### Exercise requirements
The lines below, from the first through the one containing "target | dark brown hair", are to be given again exactly, with pictures left out and nothing added.

.....

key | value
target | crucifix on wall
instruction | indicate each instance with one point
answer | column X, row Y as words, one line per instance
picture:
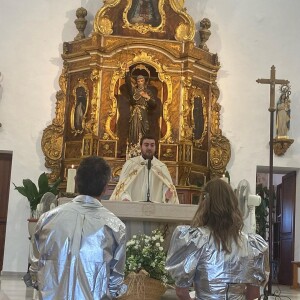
column 272, row 82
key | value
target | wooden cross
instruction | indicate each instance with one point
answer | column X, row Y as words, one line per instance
column 272, row 81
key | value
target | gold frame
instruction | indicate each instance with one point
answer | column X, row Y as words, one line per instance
column 145, row 58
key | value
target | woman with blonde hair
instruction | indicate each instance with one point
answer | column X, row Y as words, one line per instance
column 214, row 254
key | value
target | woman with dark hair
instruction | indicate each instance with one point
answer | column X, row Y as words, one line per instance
column 213, row 254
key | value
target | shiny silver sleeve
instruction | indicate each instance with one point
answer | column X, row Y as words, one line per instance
column 261, row 266
column 116, row 286
column 183, row 255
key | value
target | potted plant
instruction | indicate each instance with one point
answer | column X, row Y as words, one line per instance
column 145, row 272
column 33, row 193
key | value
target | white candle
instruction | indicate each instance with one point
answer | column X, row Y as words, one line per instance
column 224, row 178
column 71, row 180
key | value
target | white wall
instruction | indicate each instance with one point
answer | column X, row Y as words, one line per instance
column 249, row 37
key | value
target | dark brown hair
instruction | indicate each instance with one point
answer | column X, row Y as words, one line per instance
column 92, row 176
column 219, row 211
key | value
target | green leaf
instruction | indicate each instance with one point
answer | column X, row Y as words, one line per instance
column 21, row 190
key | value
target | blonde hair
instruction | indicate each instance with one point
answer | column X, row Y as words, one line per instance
column 219, row 211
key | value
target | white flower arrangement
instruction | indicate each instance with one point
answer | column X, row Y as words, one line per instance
column 144, row 252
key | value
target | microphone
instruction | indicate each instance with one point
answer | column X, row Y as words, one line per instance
column 149, row 164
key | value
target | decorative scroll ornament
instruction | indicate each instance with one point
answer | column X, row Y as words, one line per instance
column 196, row 92
column 80, row 23
column 102, row 24
column 204, row 33
column 91, row 125
column 186, row 30
column 280, row 145
column 220, row 150
column 52, row 139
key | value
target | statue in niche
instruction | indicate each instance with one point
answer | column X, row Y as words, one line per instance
column 141, row 101
column 283, row 112
column 80, row 108
column 144, row 11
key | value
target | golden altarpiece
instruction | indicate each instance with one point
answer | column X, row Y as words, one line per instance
column 154, row 39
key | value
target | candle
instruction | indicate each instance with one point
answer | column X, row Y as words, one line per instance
column 71, row 180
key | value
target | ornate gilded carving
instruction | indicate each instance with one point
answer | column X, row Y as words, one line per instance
column 144, row 26
column 80, row 23
column 186, row 30
column 92, row 124
column 52, row 139
column 102, row 24
column 220, row 153
column 145, row 58
column 204, row 33
column 181, row 76
column 80, row 107
column 220, row 150
column 194, row 110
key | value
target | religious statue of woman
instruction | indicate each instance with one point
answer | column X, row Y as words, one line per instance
column 283, row 114
column 141, row 100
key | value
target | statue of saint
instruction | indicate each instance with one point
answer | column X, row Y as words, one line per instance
column 141, row 100
column 144, row 11
column 283, row 114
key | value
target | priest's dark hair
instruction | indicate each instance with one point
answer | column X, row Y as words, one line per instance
column 146, row 137
column 93, row 174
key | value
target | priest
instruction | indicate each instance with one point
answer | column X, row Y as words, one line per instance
column 145, row 178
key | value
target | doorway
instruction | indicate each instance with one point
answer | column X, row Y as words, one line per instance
column 5, row 172
column 283, row 221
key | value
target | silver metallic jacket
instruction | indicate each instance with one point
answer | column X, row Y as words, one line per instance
column 82, row 248
column 193, row 258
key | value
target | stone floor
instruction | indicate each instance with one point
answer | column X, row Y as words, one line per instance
column 12, row 287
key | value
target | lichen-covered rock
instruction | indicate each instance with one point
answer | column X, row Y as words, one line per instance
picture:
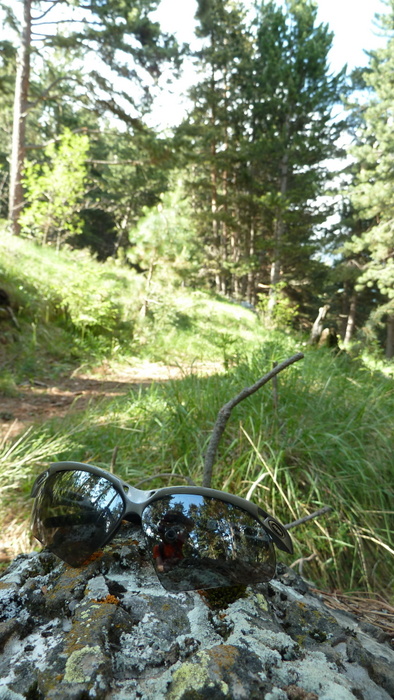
column 109, row 630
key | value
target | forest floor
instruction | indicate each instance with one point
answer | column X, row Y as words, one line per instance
column 39, row 400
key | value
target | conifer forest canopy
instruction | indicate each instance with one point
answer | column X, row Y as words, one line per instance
column 275, row 187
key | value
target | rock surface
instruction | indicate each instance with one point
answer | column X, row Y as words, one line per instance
column 110, row 631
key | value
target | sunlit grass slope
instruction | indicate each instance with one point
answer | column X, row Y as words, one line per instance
column 324, row 437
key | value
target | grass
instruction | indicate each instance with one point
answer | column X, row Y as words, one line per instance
column 325, row 437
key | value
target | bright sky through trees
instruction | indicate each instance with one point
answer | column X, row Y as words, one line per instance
column 352, row 22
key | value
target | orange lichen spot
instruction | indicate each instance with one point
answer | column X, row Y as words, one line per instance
column 225, row 656
column 110, row 599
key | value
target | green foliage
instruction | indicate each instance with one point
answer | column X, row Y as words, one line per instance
column 323, row 437
column 372, row 191
column 55, row 190
column 259, row 136
column 165, row 239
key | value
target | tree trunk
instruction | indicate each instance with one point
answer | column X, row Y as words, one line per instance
column 351, row 320
column 16, row 199
column 279, row 226
column 279, row 229
column 390, row 337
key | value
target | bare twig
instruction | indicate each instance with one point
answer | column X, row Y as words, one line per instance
column 275, row 389
column 113, row 459
column 305, row 519
column 225, row 411
column 166, row 475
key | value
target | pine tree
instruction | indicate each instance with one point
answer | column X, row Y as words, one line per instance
column 123, row 38
column 372, row 193
column 264, row 124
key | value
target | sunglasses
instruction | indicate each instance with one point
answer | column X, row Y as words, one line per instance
column 198, row 538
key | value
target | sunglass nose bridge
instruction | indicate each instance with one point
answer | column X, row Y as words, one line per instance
column 136, row 495
column 278, row 533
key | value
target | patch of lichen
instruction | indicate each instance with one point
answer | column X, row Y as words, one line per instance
column 220, row 598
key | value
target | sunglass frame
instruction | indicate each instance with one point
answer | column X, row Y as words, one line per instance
column 136, row 500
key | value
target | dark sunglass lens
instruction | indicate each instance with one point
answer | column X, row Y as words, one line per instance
column 200, row 542
column 75, row 513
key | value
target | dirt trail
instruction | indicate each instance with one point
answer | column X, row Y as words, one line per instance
column 37, row 401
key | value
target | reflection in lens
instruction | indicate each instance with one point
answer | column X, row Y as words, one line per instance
column 200, row 542
column 75, row 513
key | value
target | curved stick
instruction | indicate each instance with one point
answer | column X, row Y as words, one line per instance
column 225, row 411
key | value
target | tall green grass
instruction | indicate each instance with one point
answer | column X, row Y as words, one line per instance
column 323, row 439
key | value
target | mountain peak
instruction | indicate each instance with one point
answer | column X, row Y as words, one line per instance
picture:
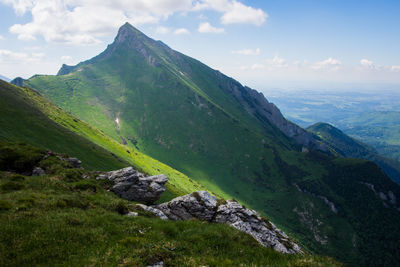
column 128, row 33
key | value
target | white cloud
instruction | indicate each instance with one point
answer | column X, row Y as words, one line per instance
column 277, row 63
column 247, row 52
column 395, row 68
column 66, row 58
column 240, row 13
column 367, row 64
column 181, row 31
column 162, row 30
column 206, row 27
column 87, row 21
column 7, row 56
column 330, row 64
column 257, row 66
column 234, row 11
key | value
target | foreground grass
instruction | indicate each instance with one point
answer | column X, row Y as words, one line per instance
column 63, row 219
column 26, row 116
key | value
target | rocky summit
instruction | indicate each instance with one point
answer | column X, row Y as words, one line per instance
column 133, row 185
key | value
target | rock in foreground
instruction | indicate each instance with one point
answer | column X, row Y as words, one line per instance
column 203, row 206
column 134, row 186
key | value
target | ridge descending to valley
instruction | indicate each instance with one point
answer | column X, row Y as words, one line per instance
column 233, row 141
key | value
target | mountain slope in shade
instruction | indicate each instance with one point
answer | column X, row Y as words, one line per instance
column 349, row 147
column 231, row 139
column 26, row 116
column 4, row 78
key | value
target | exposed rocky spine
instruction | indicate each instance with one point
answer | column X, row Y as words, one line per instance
column 203, row 206
column 256, row 104
column 133, row 185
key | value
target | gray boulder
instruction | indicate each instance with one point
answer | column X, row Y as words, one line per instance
column 200, row 205
column 37, row 171
column 133, row 185
column 203, row 206
column 76, row 163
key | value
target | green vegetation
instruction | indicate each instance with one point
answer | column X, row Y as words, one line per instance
column 28, row 117
column 183, row 113
column 345, row 146
column 63, row 219
column 380, row 129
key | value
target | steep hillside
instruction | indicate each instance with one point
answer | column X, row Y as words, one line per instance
column 61, row 219
column 231, row 139
column 28, row 117
column 380, row 129
column 348, row 147
column 4, row 78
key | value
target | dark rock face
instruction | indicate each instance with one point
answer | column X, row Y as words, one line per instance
column 65, row 69
column 37, row 171
column 200, row 205
column 203, row 206
column 18, row 81
column 134, row 186
column 76, row 163
column 256, row 104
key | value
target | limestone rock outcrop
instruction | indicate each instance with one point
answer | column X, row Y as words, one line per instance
column 134, row 186
column 203, row 206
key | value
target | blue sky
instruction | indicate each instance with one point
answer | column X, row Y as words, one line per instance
column 264, row 44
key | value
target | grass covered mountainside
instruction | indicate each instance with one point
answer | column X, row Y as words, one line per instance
column 26, row 116
column 348, row 147
column 380, row 129
column 63, row 219
column 203, row 123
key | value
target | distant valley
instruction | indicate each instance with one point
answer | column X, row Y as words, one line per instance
column 230, row 139
column 4, row 78
column 372, row 117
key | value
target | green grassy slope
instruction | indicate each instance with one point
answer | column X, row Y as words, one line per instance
column 183, row 113
column 28, row 117
column 380, row 129
column 348, row 147
column 63, row 220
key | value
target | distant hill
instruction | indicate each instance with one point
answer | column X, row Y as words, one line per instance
column 349, row 147
column 4, row 78
column 233, row 141
column 380, row 129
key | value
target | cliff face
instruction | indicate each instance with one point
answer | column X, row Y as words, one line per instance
column 258, row 106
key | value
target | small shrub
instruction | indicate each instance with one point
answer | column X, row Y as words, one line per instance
column 72, row 175
column 75, row 202
column 85, row 186
column 28, row 201
column 5, row 205
column 17, row 178
column 169, row 230
column 19, row 157
column 12, row 186
column 74, row 221
column 61, row 203
column 53, row 165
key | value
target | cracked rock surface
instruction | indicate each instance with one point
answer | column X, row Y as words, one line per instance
column 134, row 186
column 203, row 206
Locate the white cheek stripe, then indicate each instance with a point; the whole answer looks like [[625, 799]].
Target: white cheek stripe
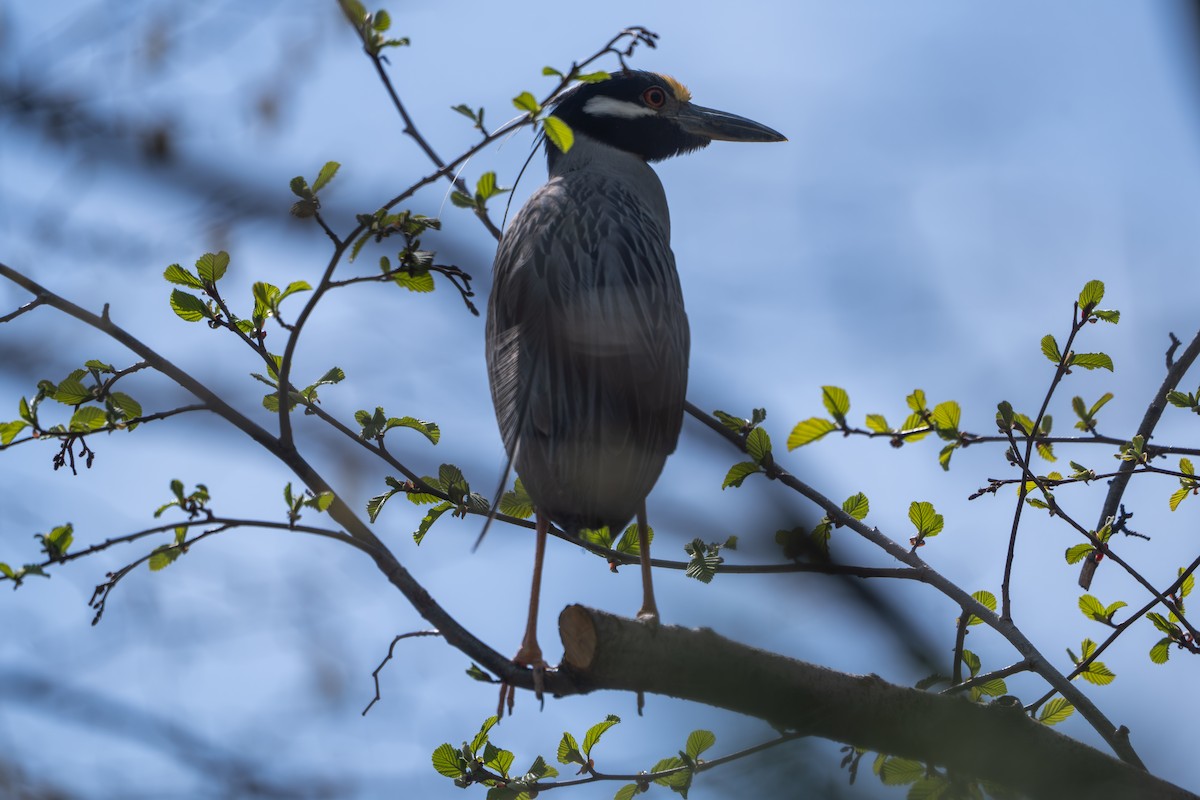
[[612, 107]]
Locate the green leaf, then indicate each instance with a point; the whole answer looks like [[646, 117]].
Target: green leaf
[[211, 266], [433, 515], [947, 415], [593, 735], [462, 200], [486, 186], [189, 307], [699, 741], [705, 561], [569, 751], [558, 132], [1091, 361], [738, 473], [129, 407], [9, 431], [1050, 348], [517, 503], [481, 737], [447, 761], [901, 771], [857, 506], [837, 402], [877, 422], [1077, 553], [72, 392], [1055, 711], [163, 557], [809, 431], [177, 274], [1098, 674], [331, 167], [757, 445], [1092, 608], [527, 102], [414, 280], [89, 417], [672, 763], [1005, 415], [1091, 295], [984, 599], [927, 521], [1179, 495]]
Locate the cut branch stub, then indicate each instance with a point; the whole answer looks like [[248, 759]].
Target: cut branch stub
[[996, 743]]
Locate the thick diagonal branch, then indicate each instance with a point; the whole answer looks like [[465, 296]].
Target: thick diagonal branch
[[997, 743]]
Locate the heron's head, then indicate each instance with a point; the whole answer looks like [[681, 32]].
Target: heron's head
[[652, 115]]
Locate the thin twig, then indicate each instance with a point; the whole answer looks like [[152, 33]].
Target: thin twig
[[1175, 373]]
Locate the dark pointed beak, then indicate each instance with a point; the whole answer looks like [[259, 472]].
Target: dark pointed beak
[[724, 126]]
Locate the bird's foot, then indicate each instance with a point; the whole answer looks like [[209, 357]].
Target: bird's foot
[[531, 657], [648, 617]]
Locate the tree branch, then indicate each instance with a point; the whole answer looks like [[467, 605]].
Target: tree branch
[[995, 741]]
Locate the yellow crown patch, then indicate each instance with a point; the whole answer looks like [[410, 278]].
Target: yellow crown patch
[[677, 88]]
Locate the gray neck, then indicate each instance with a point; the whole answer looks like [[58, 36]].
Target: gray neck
[[594, 158]]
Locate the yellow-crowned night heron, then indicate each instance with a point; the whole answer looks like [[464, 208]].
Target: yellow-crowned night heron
[[587, 337]]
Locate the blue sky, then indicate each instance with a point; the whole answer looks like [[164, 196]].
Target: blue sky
[[953, 176]]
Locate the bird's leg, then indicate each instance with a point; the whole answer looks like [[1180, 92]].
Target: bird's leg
[[529, 655], [649, 612]]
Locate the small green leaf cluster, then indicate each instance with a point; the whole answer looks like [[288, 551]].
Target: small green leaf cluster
[[376, 425], [942, 420], [1009, 420], [571, 752], [1087, 414], [517, 503], [449, 483], [994, 687], [481, 762], [307, 395], [166, 554], [1189, 401], [1092, 608], [1095, 672], [681, 769], [383, 224], [928, 523], [1169, 625], [755, 441], [799, 543], [1188, 483], [629, 543], [55, 545], [298, 500], [1085, 360], [309, 203], [556, 130], [1090, 296], [97, 407], [18, 575], [192, 504], [705, 559], [57, 542], [1077, 553], [210, 269], [485, 188]]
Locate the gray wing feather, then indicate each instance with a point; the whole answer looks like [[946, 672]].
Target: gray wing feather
[[587, 344]]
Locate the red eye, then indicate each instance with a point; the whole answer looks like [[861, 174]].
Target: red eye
[[654, 97]]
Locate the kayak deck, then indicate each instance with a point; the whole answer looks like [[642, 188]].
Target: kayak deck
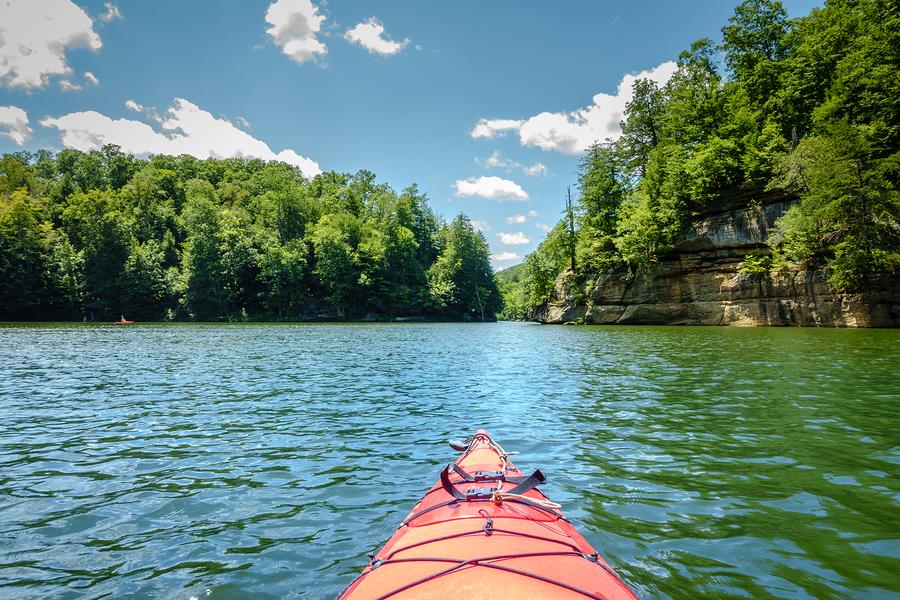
[[485, 531]]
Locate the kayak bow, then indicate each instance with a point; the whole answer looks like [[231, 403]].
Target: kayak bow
[[482, 531]]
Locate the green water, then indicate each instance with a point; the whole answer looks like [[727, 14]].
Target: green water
[[265, 461]]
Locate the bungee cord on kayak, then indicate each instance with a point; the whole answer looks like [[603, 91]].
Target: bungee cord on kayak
[[521, 544]]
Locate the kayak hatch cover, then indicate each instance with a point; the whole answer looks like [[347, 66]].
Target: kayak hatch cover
[[485, 531]]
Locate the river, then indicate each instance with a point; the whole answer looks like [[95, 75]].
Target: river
[[266, 461]]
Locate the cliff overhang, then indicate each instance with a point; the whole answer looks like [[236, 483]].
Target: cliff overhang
[[699, 283]]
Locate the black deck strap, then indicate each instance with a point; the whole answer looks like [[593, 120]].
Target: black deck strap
[[527, 483], [470, 479], [459, 471], [449, 487], [412, 518]]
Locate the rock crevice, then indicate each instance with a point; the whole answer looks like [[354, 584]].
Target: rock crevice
[[699, 283]]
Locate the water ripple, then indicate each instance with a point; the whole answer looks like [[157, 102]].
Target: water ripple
[[266, 461]]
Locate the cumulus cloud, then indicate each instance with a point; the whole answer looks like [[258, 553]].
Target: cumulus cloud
[[34, 38], [294, 26], [513, 238], [574, 132], [490, 128], [370, 35], [186, 129], [536, 169], [497, 161], [504, 257], [14, 124], [490, 188], [481, 226], [112, 12]]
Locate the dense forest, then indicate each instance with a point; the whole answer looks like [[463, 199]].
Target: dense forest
[[101, 234], [809, 106]]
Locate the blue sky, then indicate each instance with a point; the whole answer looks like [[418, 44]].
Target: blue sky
[[486, 105]]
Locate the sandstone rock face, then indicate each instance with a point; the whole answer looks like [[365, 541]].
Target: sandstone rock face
[[699, 284]]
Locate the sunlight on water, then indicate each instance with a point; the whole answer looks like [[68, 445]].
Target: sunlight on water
[[219, 461]]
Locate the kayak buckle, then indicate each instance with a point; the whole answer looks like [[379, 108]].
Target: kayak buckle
[[488, 475], [477, 493]]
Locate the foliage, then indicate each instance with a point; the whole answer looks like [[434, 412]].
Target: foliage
[[101, 234], [810, 105]]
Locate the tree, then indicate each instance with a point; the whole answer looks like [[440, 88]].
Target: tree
[[641, 128], [462, 281], [849, 213]]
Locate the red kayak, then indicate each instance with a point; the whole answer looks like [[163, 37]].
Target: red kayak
[[483, 531]]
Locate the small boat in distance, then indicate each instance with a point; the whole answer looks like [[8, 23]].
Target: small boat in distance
[[483, 531]]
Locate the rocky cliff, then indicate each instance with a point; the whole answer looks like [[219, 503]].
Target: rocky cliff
[[699, 283]]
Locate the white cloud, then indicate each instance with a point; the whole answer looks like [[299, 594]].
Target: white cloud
[[481, 226], [369, 35], [186, 129], [514, 238], [112, 12], [497, 161], [574, 132], [294, 25], [536, 169], [34, 37], [14, 124], [490, 188], [490, 128]]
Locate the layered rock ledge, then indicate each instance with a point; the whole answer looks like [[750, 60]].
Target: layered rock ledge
[[699, 283]]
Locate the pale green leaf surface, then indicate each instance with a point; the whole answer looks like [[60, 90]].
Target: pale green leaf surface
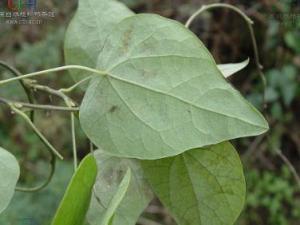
[[88, 30], [75, 203], [163, 94], [9, 175], [203, 186], [231, 68], [108, 215], [136, 199]]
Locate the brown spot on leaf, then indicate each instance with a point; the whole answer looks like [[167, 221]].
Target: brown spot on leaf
[[126, 39], [113, 108]]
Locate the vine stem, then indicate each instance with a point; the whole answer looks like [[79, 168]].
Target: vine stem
[[252, 35], [74, 146], [57, 69], [70, 105], [69, 89], [27, 91], [36, 130], [49, 178], [37, 106]]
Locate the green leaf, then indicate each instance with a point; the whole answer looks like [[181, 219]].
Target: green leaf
[[76, 201], [136, 199], [116, 200], [202, 186], [9, 175], [88, 30], [231, 68], [162, 95]]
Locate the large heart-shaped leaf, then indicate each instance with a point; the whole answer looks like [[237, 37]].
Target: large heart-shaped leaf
[[9, 175], [88, 30], [203, 186], [162, 93], [75, 203], [136, 199]]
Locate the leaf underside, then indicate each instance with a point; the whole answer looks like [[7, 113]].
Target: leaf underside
[[111, 172], [162, 94], [9, 175], [202, 186], [88, 30]]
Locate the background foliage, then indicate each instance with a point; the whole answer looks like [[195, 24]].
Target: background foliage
[[273, 195]]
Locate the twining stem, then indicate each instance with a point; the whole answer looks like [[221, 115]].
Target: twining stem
[[74, 146], [49, 178], [28, 93], [36, 130], [217, 5], [38, 106], [252, 35], [70, 105], [57, 69], [67, 90]]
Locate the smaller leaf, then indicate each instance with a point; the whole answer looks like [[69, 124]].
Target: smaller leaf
[[111, 173], [76, 201], [116, 200], [9, 175], [231, 68]]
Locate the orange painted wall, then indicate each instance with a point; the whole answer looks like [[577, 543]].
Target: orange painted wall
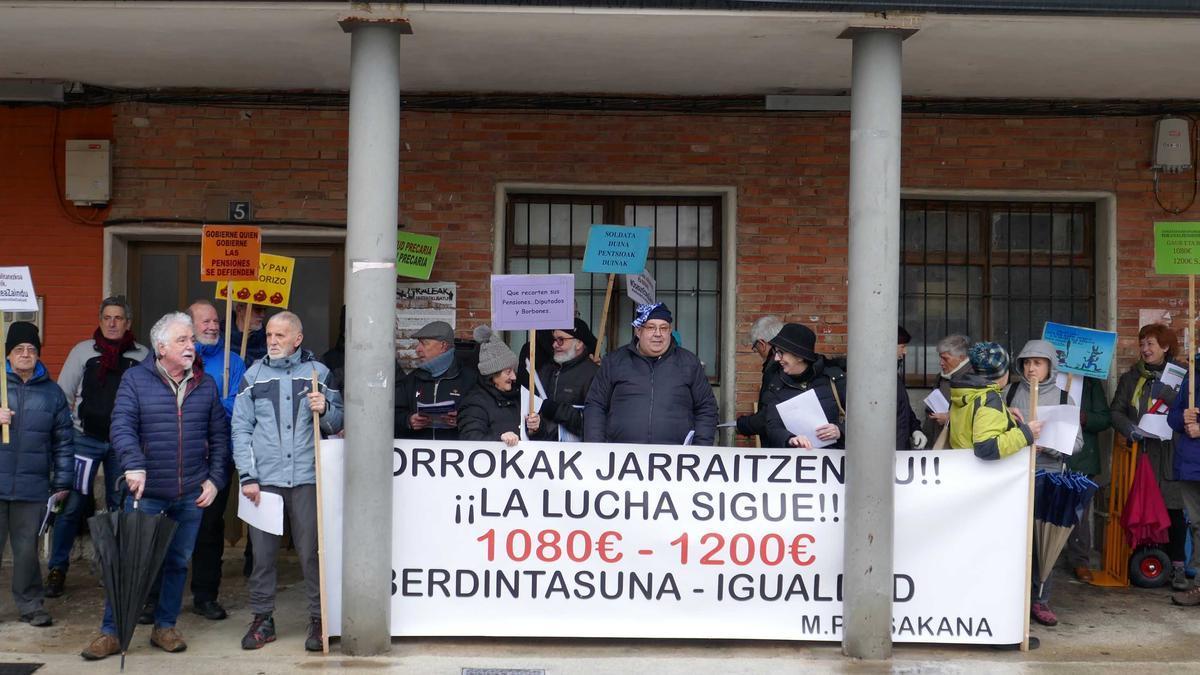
[[42, 231]]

.....

### Output for this exercise
key | value
target | crucifix on wall
instruction | indicate each instance with one point
answer | column X, row Y as words, one line per instance
picture:
column 272, row 82
key | value
target | wooden cross
instruction | indicate each instance with one point
answer | column X, row Y as words, one line per instance
column 272, row 81
key | value
target | gold frame
instruction | indicate each instance with one point
answer | column X, row Y as words, one line per instance
column 145, row 58
key | value
target | woman with blonde hair
instruction | indicate each instance with one point
answer | column X, row Y as words, one line per instance
column 214, row 254
key | value
target | woman with dark hair
instruction | indicate each instance with one point
answer | column X, row Y as words, one line per instance
column 213, row 254
key | value
target | shiny silver sleeve
instruction | indicate each instance with one point
answer | column X, row Y as words, one line per instance
column 261, row 266
column 116, row 286
column 183, row 255
key | value
target | potted plant
instruction | indicate each instance with one point
answer | column X, row Y as words, one line per instance
column 145, row 272
column 33, row 193
key | value
target | white candle
instruction | indicate each instance with one point
answer | column X, row Y as words, one line per instance
column 224, row 178
column 71, row 180
key | value
target | white wall
instruction | indicate each instance with one point
answer | column X, row Y as words, one line per instance
column 249, row 37
key | value
target | dark brown hair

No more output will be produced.